THINGS TO DO.
(A) List every username that appears in the forum thread about reading hundreds of millions of records per second from a single disk.
(B) Continue the forum thread about reading hundreds of millions of records per second from a single disk, picking up after its last sentence.

BEGIN DOCUMENT EXCERPT

How to Read 100s of Millions of Records per Second from a Single Disk - cwinter
https://clemenswinter.com/2018/08/13/how-read-100s-of-millions-of-records-per-second-from-a-single-disk/
======
dang
[https://news.ycombinator.com/item?id=17492234](https://news.ycombinator.com/item?id=17492234)

------
gopalv
Hard-disks aren't slouches when it comes to sequential throughput, but
building around disks has some serious non-future-proof consequences.

Building things for spinning disks is a cul-de-sac, which has no exit over
onto the faster characteristics of SSDs.

A significant part of Hadoop is built around the idea that "random = bad,
sequential = good" and this is still arguably true when it comes to writes.

However, building around sequential reads gives you the wrong idea when the
hardware changes underneath you.

I see a tiny sign of that in this post, where it talks about the smarter data
partitioning.

END DOCUMENT EXCERPT
BEGIN SOURCE EXCERPT

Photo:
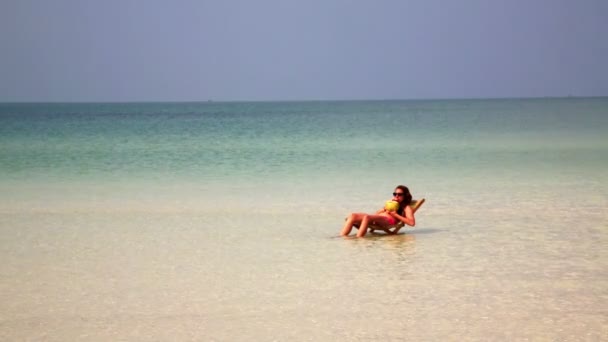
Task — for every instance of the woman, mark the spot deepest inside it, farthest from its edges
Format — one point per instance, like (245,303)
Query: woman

END SOURCE EXCERPT

FINAL ANSWERS.
(A)
cwinter
dang
gopalv

(B)
For example, when dealing something like a join, a spilling sequential write
join like Grace hash-join works much better than a memory mapped hashtable for
spinning disks - however a grace join will be crushed by a better random IOPS
driven SSD.

Also, if the author is reading this - Zlib isn't a slouch either (just like a
spinning disk), the trick is to use the right combination of Zlib parameters.
Compression will be slower with Zlib, but the read throughput of Zlib can
exceed the performance of memcpy of the same data depending on your data
conditions (look for inflate_fast and inflate_slow).

And if you're getting into the business of improving sequential reads, the
next big trick for systems is vertical row partitioning of data (think of
TPC-H, except now you stored L_COMMENT in a separate file).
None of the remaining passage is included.